[Dataset items]
________________________________________

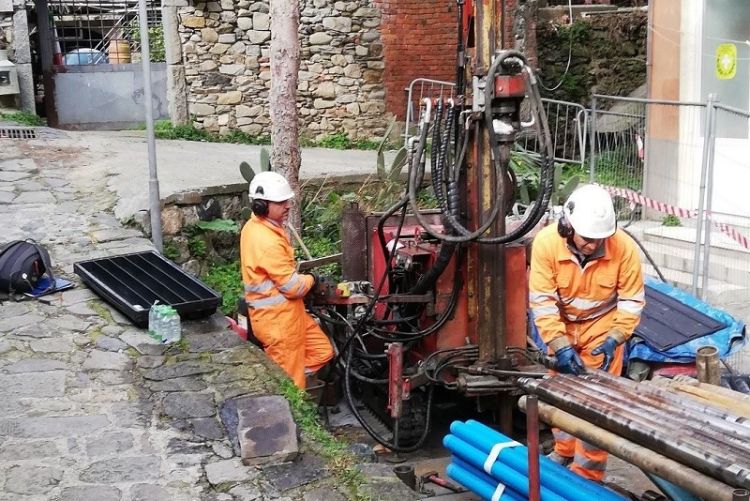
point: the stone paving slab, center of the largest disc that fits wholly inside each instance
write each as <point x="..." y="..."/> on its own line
<point x="95" y="409"/>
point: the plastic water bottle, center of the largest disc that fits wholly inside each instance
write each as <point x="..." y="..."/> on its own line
<point x="172" y="328"/>
<point x="154" y="317"/>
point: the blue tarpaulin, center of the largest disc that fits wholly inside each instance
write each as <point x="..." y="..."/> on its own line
<point x="729" y="337"/>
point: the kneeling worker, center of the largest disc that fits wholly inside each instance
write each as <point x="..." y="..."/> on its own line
<point x="586" y="296"/>
<point x="273" y="289"/>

________________________________________

▶ _Job_: Please write out all the rows above again, requests included but pictures left out, with every x and y coordinate in the answer points shifted by -74.

▶ _Exercise response_:
point: the stone paving slab, center of the largest disc that fits wholly inside each instance
write each as <point x="..." y="..."/> on its own line
<point x="21" y="335"/>
point: the plastic water bottle, center of the largest disc that fits wholly inside each instance
write each as <point x="..." y="..."/> on its own line
<point x="98" y="254"/>
<point x="80" y="243"/>
point: the blue tarpaulin, center of the largest disc that fits wholly inside each instance
write each as <point x="..." y="..."/> on its own line
<point x="655" y="263"/>
point: the kneeling worker, center of the largest disc that fits wholly inside each instance
write each as <point x="..." y="..."/> on its own line
<point x="512" y="222"/>
<point x="199" y="215"/>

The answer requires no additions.